>> Begin TEXT PASSAGE

From this world, even if one is not devout, one gains a sense that we are all here to work for something greater than Ourselves. One is taught that service is the rent we pay for living here on this earth, and that helping someone else is the best way to feel better about one's self.

Emory Buckner kept a picture of his father in his office, and often referred to him in oral argument. So too has my family been an inspiration for me.

There are those who say that public service requires great sacrifices, and it does.

But when I compare the sacrifices of salary and time to those my family has made over the generations, all so that the next generation could have a better life, those pale by comparison.

My father tells the story of my great great grandfather, the first generation of preachers we can identify in the family, who was a free black man in antebellum North Carolina. While it is unclear how he came to have his freedom, it certainly gave him a life those still enslaved did not have. He would have lived his life as a free man, but he was to meet my great great grandmother, the woman he wanted to marry. And while he was free, she was not, but was still enslaved. Unable to purchase her, in order to marry her he had to stay on and re-enter bondage.

>> End TEXT PASSAGE
>> Begin SUPPLIED DATA

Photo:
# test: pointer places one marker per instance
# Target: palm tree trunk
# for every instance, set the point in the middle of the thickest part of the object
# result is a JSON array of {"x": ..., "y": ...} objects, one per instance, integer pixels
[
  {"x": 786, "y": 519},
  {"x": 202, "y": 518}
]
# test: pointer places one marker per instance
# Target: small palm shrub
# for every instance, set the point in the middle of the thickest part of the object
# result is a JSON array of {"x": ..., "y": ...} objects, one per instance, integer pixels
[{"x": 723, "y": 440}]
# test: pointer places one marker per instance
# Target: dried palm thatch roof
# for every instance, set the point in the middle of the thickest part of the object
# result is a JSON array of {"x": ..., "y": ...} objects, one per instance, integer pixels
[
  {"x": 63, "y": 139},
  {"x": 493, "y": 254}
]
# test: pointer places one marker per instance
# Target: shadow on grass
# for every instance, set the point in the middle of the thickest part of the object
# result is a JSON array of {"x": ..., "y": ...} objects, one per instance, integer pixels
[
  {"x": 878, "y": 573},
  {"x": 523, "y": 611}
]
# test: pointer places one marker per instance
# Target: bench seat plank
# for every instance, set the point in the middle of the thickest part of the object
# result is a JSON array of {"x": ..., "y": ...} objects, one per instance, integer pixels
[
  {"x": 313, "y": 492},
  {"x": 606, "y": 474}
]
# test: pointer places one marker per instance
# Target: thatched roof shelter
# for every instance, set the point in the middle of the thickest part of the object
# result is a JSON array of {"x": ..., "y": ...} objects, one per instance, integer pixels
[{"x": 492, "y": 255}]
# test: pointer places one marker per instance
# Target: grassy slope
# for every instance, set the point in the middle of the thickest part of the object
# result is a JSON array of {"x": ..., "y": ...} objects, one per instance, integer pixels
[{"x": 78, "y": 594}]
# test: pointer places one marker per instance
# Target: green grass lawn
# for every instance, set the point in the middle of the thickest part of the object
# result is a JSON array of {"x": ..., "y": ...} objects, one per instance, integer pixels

>> End SUPPLIED DATA

PROBLEMS TO SOLVE
1 - Can you locate every line in the records that contains the word "roof", treating uppercase and lowercase as different, and copy each of those lines?
2 - Could you go on with the passage about public service and family sacrifice, picking up right after its final sentence?

ANSWERS TO THE EXERCISES
1 -
# Target: dried palm thatch roof
# Target: thatched roof shelter

2 -
That's a sacrifice.

And I will confess I never understood it, until I met my own husband, and I realized that when you find the person who truly has your heart, not only are you always home, you are always free.

My great great grandfather sacrificed his freedom for the woman he loved and the family he wanted. If he could do that to have the future of his choice, then nothing I have given up feels like a loss to me.

Some say that public service carries some risk. One is in the public eye often taking unpopular positions. These could impact one's chances to return to private life. Sometimes there is physical risk as well, as we have seen with recent case involving threats to both a judge and an AUSA in my own district.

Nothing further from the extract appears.